== Source excerpt ==
With the new measurements of Gertrude Weise and the other final targets in the Silica Valley, Spirit woke up the next sol, took some full color pictures of the disturbed soil area with the Pancam, then started its "engine," and drove 2.42 meters (7.94 feet) toward Home Plate. It took the usual images just before and after completing the drive with the hazard avoidance cameras, as well as post-drive images with the navigation cameras and Pancams. The rover attempted to "thread the needle" by driving between two rocks, however the maneuver was more difficult than anticipated. Spirit, of course, is still driving mostly backward, dragging its lame right front wheel.
On the first attempt, Spirit immediately stopped when its wheels entered an area designated as a keep-out zone as it was attempting to compensate for drag from the right front wheel by turning slightly in the opposite direction. Normally, the dragging wheel causes the rover to yaw counter-clockwise (if viewed from above), but the amount of counter-clockwise spin depends on the amount of drag encountered by the right front wheel. Rocky surfaces cause less drag than soil. In this case, the drag was less than anticipated.
The following day, Spirit's Sol 1305, the rover surveyed its external calibration target with the Mini-TES (Mini-TES) and took some movie frames in search of dust devils with its navigation camera, then recalibrated the Pancam as the crew on Earth reviewed the rover's data. After taking some full-color Pancam images of the disturbed soil area the next morning, the rover revved up and drove up the eastern edge of Home Plate with ease, completing an 8.21-meter (26.9-foot) drive. Finally -- after remaining beyond the margins of Home Plate since exiting its northeast edge way back on Sol 774 (March 7, 2006) to survive its second winter on Mars -- Spirit was back on top of the elevated, circular plateau that the MER scientists believe is volcanic in origin.

== What to produce ==
Please resume the account of the Spirit rover's return to Home Plate, beginning right after its last sentence.

== Provided material ==
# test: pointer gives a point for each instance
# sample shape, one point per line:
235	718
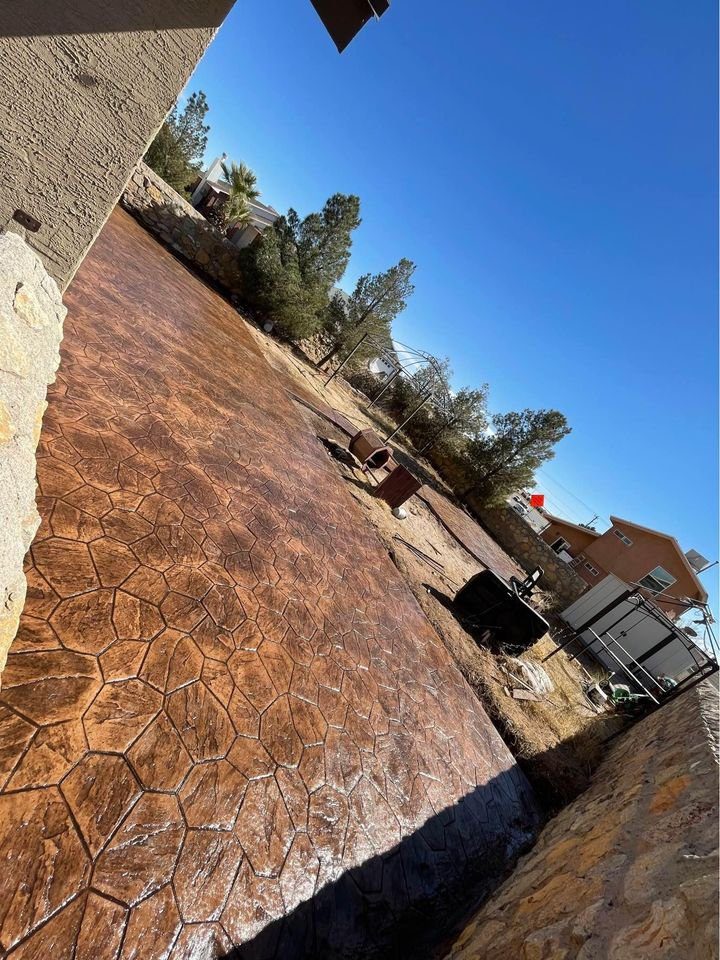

== Response for this exercise ==
Spirit filled out the first week of the month by conducting a survey of rock clasts with the Pancam and listing files in its flash memory. Even rovers have to organize. In addition to its daily atmospheric research, the rover also looked at a soil target, called Beef Chili and a rock target known as Cajun Chili.
While the local features and targets around Home Plate have been named for deceased members of the All-American Girls Professional Baseball League, now that Spirit is on top of her target, the gameplan has changed. Since Home Plate is kind of bowl-shaped, Arvidson suggested naming features on top of the plateau after things served in bowls. [It was summer when he made the suggestion.]
The plan made for Spirit long ago still held and the rover began a transect, driving across the top of Home Plate to different, chosen stations along the way. The rover will use the instruments on its instrument deployment device (IDD) or robotic arm to document alteration trends from northwest to southeast across Home Plate and get a better look at vesicular basalts and potential Comanche-class rocks, named for rocks examined earlier in the mission while the rover was conquering Husband Hill.
At the top of the second week of September, Spirit examined targets called Gumbo, Goulash, Stew, and Pudding with the Mini-TES and the Pancam, then turned in place to characterize the drive toward its next work site. The rover began driving in that direction to determine how it would handle the terrain, taking images with the hazard avoidance cameras just before and after completing the drive, as well as post-drive images with the Pancam. The traction was good, so Spirit took off across the top of the elevated plateau and toward a fracture in the bedrock that the scientists saw in the images sent home and a destination point the team calls Station 2, where it would take the second part of a long-baseline, stereo view of Husband Hill and study the potential fracture, as well as collect some remote sensing data.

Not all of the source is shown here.